◆ What to produce
Skip the images and return the records below exactly.

(Data records)
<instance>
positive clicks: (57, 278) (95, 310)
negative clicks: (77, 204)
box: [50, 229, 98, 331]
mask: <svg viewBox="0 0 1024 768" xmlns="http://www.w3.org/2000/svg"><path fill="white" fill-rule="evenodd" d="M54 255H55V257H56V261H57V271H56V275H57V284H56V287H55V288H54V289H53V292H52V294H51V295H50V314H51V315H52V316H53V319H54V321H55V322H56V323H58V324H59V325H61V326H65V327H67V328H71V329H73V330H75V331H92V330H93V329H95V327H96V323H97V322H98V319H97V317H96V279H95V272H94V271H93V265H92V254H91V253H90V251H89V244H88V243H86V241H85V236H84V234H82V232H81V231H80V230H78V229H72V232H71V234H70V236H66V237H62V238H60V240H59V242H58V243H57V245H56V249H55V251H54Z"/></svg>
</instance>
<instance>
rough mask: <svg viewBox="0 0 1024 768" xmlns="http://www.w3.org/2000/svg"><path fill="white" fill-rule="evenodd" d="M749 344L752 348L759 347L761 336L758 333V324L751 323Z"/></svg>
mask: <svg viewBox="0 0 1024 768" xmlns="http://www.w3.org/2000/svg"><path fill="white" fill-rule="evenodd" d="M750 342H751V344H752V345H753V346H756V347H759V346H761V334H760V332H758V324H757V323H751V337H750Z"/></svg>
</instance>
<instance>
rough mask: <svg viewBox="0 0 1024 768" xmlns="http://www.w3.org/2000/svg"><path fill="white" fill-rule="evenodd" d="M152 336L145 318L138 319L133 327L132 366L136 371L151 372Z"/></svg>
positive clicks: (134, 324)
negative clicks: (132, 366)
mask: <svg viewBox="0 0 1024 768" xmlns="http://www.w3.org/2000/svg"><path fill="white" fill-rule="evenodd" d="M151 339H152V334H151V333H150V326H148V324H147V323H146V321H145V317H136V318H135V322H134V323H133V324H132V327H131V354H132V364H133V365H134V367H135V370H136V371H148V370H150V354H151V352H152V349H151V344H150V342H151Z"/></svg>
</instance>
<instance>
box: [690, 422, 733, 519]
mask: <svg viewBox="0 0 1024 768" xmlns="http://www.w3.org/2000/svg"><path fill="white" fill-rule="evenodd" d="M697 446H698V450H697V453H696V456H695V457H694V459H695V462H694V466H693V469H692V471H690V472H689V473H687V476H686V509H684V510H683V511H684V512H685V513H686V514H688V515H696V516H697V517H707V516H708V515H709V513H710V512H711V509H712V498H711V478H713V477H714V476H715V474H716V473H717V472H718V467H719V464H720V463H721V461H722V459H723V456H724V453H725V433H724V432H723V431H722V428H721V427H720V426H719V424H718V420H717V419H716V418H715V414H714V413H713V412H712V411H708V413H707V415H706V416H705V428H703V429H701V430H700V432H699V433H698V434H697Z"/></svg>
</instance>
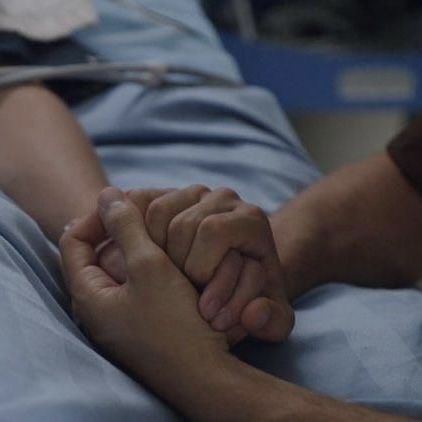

◆ Finished exercise
<instance>
positive clicks: (57, 278) (95, 310)
negative clicks: (77, 204)
box: [50, 229, 98, 331]
mask: <svg viewBox="0 0 1024 768" xmlns="http://www.w3.org/2000/svg"><path fill="white" fill-rule="evenodd" d="M54 255H55V257H56V261H57V271H56V275H57V284H56V287H55V288H54V289H53V292H52V294H51V295H50V314H51V315H52V316H53V319H54V321H55V322H56V323H58V324H59V325H61V326H65V327H67V328H71V329H73V330H75V331H92V330H93V329H95V327H96V323H97V322H98V319H97V317H96V279H95V272H94V271H93V265H92V254H91V253H90V251H89V244H88V243H86V241H85V236H84V234H82V232H81V231H80V230H78V229H72V232H71V234H70V236H66V237H62V238H60V240H59V242H58V243H57V245H56V249H55V251H54Z"/></svg>
</instance>
<instance>
rough mask: <svg viewBox="0 0 1024 768" xmlns="http://www.w3.org/2000/svg"><path fill="white" fill-rule="evenodd" d="M749 344L752 348L759 347L761 336L758 333V324L751 323Z"/></svg>
mask: <svg viewBox="0 0 1024 768" xmlns="http://www.w3.org/2000/svg"><path fill="white" fill-rule="evenodd" d="M750 342H751V344H752V345H753V346H756V347H759V346H761V334H760V332H758V324H757V323H751V337H750Z"/></svg>
</instance>
<instance>
rough mask: <svg viewBox="0 0 1024 768" xmlns="http://www.w3.org/2000/svg"><path fill="white" fill-rule="evenodd" d="M152 336L145 318L138 319L133 327L132 366L136 371L151 372Z"/></svg>
positive clicks: (134, 324)
negative clicks: (132, 366)
mask: <svg viewBox="0 0 1024 768" xmlns="http://www.w3.org/2000/svg"><path fill="white" fill-rule="evenodd" d="M151 339H152V334H151V333H150V326H148V324H147V323H146V321H145V317H136V318H135V322H134V323H133V324H132V327H131V354H132V364H133V365H134V367H135V370H136V371H148V370H150V354H151V352H152V349H151V344H150V342H151Z"/></svg>
</instance>
<instance>
box: [690, 422, 733, 519]
mask: <svg viewBox="0 0 1024 768" xmlns="http://www.w3.org/2000/svg"><path fill="white" fill-rule="evenodd" d="M697 446H698V450H697V453H696V456H695V457H694V459H695V462H694V466H693V469H692V471H690V472H689V473H687V476H686V509H684V510H683V511H684V512H685V513H686V514H688V515H696V516H697V517H707V516H708V515H709V513H710V512H711V509H712V498H711V478H713V477H714V476H715V474H716V473H717V472H718V467H719V464H720V463H721V461H722V459H723V456H724V453H725V433H724V432H723V431H722V428H721V427H720V426H719V424H718V420H717V419H716V418H715V414H714V413H713V412H712V411H708V413H707V415H706V416H705V428H703V429H701V430H700V432H699V433H698V434H697Z"/></svg>
</instance>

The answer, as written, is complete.